__What is being asked__. Taking the listing below, restate word for word each line from the line with "Target: traffic sign" to the line with "Locate the car", ends included, and stop there.

__Data__.

--- START ---

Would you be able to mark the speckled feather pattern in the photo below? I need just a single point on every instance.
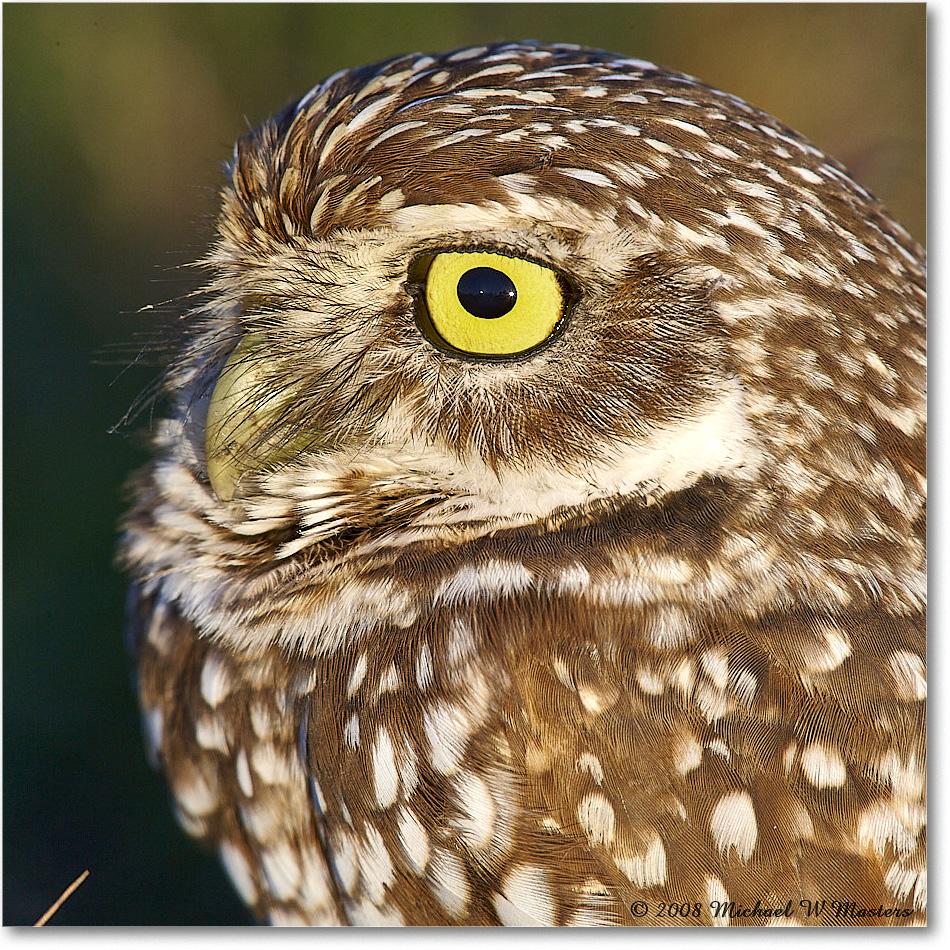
(638, 617)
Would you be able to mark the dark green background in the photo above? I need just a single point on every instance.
(116, 120)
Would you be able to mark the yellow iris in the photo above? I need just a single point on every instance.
(487, 304)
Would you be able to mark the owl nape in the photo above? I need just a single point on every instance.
(535, 532)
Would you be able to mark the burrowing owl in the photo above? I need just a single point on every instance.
(536, 530)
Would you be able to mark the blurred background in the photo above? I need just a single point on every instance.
(116, 120)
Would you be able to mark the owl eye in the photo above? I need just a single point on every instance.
(490, 305)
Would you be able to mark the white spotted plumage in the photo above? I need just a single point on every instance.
(634, 618)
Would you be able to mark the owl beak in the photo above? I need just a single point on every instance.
(241, 413)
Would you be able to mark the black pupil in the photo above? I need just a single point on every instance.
(487, 293)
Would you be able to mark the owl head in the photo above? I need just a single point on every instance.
(487, 287)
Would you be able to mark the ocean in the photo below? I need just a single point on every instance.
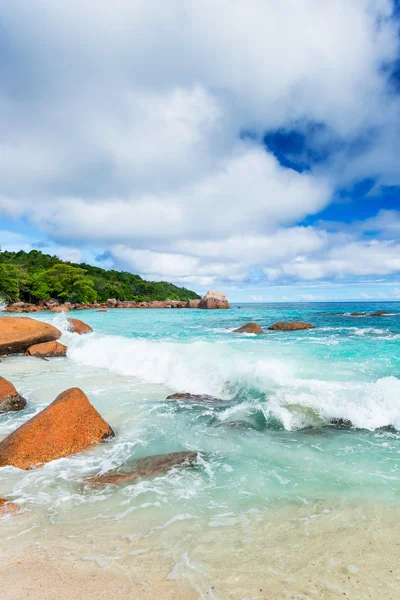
(281, 503)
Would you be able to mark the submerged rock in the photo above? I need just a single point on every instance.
(290, 326)
(18, 333)
(339, 422)
(196, 398)
(146, 467)
(47, 350)
(7, 507)
(249, 328)
(10, 400)
(192, 304)
(214, 299)
(68, 425)
(79, 327)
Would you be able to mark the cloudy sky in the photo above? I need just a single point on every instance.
(247, 145)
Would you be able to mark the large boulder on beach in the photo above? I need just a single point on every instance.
(214, 299)
(47, 350)
(79, 327)
(145, 467)
(249, 328)
(18, 333)
(68, 425)
(290, 326)
(10, 400)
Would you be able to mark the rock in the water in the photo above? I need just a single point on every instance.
(77, 326)
(146, 467)
(249, 328)
(10, 400)
(197, 398)
(7, 507)
(18, 333)
(214, 299)
(290, 326)
(68, 425)
(339, 422)
(192, 304)
(47, 350)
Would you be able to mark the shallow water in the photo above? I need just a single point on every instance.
(268, 457)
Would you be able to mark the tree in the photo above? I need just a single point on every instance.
(70, 283)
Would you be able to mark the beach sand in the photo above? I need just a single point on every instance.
(307, 552)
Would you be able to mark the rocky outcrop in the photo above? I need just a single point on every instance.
(249, 328)
(68, 425)
(145, 467)
(58, 309)
(79, 327)
(7, 507)
(10, 400)
(214, 299)
(290, 326)
(47, 350)
(23, 307)
(18, 333)
(192, 304)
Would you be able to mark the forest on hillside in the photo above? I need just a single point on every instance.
(33, 276)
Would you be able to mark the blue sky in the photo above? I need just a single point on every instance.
(251, 147)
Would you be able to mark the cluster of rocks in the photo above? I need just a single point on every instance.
(212, 300)
(70, 424)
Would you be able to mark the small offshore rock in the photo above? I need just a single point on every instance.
(7, 507)
(213, 300)
(249, 328)
(68, 425)
(339, 422)
(18, 333)
(290, 326)
(47, 350)
(79, 327)
(192, 304)
(197, 398)
(10, 400)
(146, 467)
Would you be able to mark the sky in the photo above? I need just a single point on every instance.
(250, 146)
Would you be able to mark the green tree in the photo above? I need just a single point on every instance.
(70, 283)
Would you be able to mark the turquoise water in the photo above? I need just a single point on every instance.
(270, 438)
(273, 474)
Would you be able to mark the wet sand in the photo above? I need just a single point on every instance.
(308, 552)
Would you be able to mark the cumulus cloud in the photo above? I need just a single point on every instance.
(123, 129)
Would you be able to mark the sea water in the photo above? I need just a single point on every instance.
(272, 469)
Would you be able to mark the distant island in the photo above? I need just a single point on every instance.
(34, 277)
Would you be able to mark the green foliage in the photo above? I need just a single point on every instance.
(36, 276)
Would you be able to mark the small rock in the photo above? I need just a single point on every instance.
(7, 507)
(290, 326)
(249, 328)
(18, 333)
(68, 425)
(10, 400)
(79, 327)
(146, 467)
(47, 350)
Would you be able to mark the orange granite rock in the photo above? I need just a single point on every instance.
(68, 425)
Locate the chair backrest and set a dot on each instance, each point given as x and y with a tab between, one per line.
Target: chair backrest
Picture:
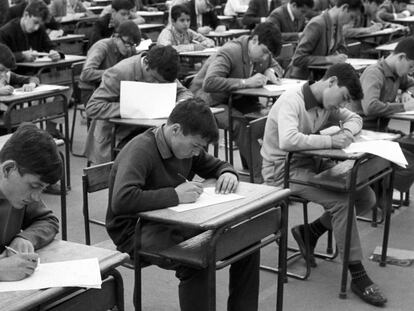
94	178
255	130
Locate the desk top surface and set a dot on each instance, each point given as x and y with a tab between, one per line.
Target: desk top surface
150	26
41	90
68	60
60	251
205	217
228	33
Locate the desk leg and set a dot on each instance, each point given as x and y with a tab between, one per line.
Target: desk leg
388	209
345	259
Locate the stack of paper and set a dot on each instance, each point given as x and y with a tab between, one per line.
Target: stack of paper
82	273
141	100
207	198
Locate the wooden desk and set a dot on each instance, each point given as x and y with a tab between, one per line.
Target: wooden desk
367	169
71	44
222	37
72	298
153	17
151	30
219	222
50	72
41	111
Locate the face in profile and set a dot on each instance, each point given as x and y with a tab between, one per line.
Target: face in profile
20	189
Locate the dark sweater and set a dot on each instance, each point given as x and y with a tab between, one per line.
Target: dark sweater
13	36
34	222
143	178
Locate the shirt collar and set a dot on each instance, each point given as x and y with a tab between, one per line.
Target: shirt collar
161	142
387	69
289	8
309	98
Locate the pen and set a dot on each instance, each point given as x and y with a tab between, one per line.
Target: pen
186	180
11	250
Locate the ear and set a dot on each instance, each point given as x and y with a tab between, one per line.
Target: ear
7	167
332	81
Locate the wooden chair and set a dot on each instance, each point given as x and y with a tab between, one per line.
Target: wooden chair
255	133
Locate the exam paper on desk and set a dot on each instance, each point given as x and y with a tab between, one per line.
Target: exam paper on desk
207	198
81	273
147	100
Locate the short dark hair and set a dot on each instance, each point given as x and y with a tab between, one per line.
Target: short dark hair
302	3
177	10
122	5
38	9
7	57
195	118
348	77
269	35
165	60
35	152
354	5
129	29
406	46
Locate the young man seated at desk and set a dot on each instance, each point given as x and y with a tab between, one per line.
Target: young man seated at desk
381	83
293	124
322	41
26	36
290	18
179	35
151	172
246	62
391	10
106	53
106	25
29	161
8	79
159	65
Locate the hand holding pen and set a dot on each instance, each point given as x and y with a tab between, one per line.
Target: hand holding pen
188	191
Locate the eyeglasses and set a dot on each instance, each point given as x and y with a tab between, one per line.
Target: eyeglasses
128	44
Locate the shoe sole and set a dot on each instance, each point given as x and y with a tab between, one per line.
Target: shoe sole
302	248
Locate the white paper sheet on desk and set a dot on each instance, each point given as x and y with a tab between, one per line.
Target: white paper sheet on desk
40	88
207	198
286	85
386	149
81	273
147	100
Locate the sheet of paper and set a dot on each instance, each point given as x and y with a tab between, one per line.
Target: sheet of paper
82	273
147	100
386	149
40	88
286	85
144	45
207	198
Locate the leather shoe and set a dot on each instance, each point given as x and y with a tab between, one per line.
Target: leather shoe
300	239
371	294
53	189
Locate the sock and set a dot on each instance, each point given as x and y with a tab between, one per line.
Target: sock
359	275
316	230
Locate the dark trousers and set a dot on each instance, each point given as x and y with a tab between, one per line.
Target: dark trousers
193	287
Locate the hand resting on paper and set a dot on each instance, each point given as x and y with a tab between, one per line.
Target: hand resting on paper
227	183
342	140
17	266
189	192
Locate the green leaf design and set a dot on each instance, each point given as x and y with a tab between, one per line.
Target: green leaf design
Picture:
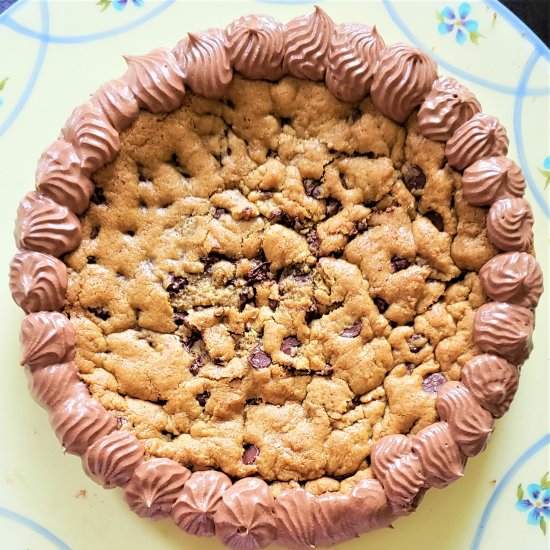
104	4
546	174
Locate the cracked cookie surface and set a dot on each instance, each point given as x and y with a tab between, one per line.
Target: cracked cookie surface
268	284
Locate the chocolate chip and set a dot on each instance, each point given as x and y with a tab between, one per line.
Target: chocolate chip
202	398
259	359
353	331
179	318
436	218
314	242
217	212
414	343
247	295
333	206
382	305
177	285
196	366
312	188
414	178
100	312
289	344
398	264
433	382
251	453
98	196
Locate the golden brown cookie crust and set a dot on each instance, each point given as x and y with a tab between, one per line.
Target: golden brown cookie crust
265	282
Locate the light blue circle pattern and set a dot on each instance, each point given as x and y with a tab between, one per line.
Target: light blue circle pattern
520	92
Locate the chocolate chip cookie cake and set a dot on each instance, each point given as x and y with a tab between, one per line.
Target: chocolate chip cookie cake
279	281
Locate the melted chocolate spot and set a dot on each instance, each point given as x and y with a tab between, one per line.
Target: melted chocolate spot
353	331
398	264
289	344
202	398
436	218
259	359
414	178
433	382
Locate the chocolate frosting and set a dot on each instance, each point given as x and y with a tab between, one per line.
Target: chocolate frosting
80	421
193	511
308	39
244	517
112	459
53	384
492	380
353	53
510	224
513	277
95	141
398	469
480	137
404	77
45	226
488	180
205	64
504	329
446	107
38	282
256	46
469	422
59	177
439	455
154	487
47	338
156	80
118	103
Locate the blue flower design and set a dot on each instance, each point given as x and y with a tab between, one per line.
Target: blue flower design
465	28
537	502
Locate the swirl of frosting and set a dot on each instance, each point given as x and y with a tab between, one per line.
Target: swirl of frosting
514	277
446	107
398	469
58	176
47	338
469	422
193	511
488	180
256	46
307	43
439	455
353	53
492	381
154	487
112	459
404	76
504	329
510	224
95	141
54	384
244	517
119	104
45	226
205	64
79	422
480	137
38	282
156	80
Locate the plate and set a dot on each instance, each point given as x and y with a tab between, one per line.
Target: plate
65	50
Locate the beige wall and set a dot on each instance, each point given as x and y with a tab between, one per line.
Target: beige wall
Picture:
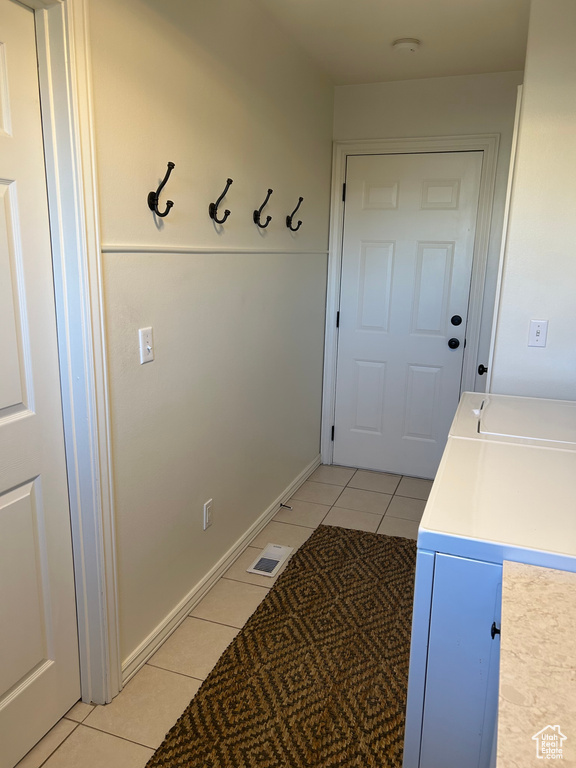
441	106
539	278
230	408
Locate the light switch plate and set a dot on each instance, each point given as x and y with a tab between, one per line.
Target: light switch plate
538	333
146	345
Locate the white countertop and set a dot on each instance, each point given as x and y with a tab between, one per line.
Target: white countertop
505	498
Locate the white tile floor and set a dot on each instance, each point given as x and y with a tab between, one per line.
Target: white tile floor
125	733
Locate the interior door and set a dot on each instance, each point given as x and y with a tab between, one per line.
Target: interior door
39	675
408	247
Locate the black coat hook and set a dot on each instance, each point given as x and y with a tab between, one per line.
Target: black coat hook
289	218
258	213
153	196
213	207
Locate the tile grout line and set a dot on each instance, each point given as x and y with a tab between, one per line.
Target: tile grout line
56	749
123	738
182	674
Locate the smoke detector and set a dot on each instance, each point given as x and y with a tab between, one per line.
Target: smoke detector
409	44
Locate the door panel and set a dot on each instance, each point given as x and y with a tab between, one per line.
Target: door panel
39	676
408	247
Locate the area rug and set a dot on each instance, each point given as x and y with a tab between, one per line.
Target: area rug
317	677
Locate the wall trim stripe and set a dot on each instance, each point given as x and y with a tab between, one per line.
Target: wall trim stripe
172	621
178	249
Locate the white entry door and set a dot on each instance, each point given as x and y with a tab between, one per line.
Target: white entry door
39	674
408	247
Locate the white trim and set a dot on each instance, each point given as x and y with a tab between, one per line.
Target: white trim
172	621
486	143
65	85
182	249
504	241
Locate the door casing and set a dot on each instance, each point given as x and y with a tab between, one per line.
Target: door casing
65	89
486	143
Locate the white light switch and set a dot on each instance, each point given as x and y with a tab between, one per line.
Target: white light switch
146	345
538	333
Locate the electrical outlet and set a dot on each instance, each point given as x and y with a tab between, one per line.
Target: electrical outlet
208	513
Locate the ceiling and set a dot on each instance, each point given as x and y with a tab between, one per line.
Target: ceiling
351	39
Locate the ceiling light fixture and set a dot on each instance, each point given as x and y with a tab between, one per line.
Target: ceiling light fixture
409	44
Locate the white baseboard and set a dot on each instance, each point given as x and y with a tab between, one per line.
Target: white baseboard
150	645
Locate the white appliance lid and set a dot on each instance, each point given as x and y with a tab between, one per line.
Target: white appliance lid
524	420
529	418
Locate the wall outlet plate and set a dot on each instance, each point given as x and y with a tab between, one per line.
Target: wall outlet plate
208	513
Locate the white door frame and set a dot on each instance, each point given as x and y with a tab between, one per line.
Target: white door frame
486	143
65	88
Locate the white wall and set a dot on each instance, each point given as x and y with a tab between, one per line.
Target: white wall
441	106
539	278
230	408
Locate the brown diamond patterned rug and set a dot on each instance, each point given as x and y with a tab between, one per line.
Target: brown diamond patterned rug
317	678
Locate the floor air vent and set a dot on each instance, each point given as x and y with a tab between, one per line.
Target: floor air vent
270	560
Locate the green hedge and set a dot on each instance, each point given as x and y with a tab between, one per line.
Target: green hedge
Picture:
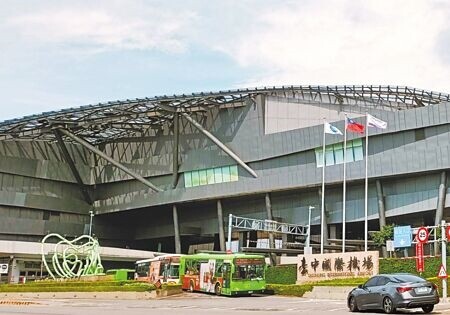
289	289
78	286
393	265
285	274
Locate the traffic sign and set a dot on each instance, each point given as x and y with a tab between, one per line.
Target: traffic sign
422	234
442	274
402	236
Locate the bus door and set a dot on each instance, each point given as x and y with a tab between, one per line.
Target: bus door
226	270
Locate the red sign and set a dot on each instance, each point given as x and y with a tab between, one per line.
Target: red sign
420	262
422	234
442	274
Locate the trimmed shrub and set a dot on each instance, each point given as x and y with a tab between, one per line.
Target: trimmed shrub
393	265
78	286
289	289
284	274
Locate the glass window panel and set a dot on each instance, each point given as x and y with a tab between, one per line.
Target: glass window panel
210	176
349	155
338	146
234	173
358	151
357	142
226	173
187	179
338	154
218	175
329	156
203	180
319	158
195	178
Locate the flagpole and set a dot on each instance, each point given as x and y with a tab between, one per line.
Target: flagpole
366	188
344	186
322	216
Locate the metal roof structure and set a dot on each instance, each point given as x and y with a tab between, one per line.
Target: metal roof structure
105	122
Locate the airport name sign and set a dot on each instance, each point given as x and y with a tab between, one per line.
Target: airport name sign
314	267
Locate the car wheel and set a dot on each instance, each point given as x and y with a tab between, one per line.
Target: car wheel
427	308
388	305
217	289
353	307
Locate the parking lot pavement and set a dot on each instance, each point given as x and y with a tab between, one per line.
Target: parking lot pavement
186	303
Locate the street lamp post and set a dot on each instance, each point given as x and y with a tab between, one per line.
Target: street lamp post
308	240
91	213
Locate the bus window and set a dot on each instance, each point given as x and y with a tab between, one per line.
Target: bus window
248	272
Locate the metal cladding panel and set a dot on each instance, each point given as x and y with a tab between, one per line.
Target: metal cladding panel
12	225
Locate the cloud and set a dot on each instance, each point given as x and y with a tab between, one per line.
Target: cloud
345	42
122	27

--- END ---

__Expected output__.
Target: traffic sign
422	234
442	274
402	236
Locate the bus door and set a dot on each instance, each point given as x and y with a tab between, one per line.
Target: bus door
226	270
Locate the red sign and set a dot on each instance, each point given as x and y with a tab between, one per line.
Target: red sign
420	262
422	234
442	274
Locate the trimmed shrub and set a dot on each instance, each point given as x and y with a tab between, one per line.
Target: trimmed shrub
393	265
78	286
289	289
284	274
Locate the glass window panel and set a dot on each instance, each point given as x and y with a tab between, one per line.
Target: glass window panel
210	176
349	155
338	146
234	173
358	151
357	142
226	173
187	179
338	154
218	175
329	156
203	180
319	158
195	178
Locate the flagpole and set a dot on each instance, each point given as x and y with a tab between, one per line.
Target: flagpole
366	188
344	186
322	216
Locate the metal roof structure and set a dot on each instance, each point given as x and y with a tab between, one per line.
Target: metal roof structure
105	122
Locate the airport name sign and set a dot on each instance, each point given as x and y with a tab between, one per line.
Target: airport name sign
314	267
Locate the car wheel and set a dot on each instance, each point given as x and y with a tab between, one per line.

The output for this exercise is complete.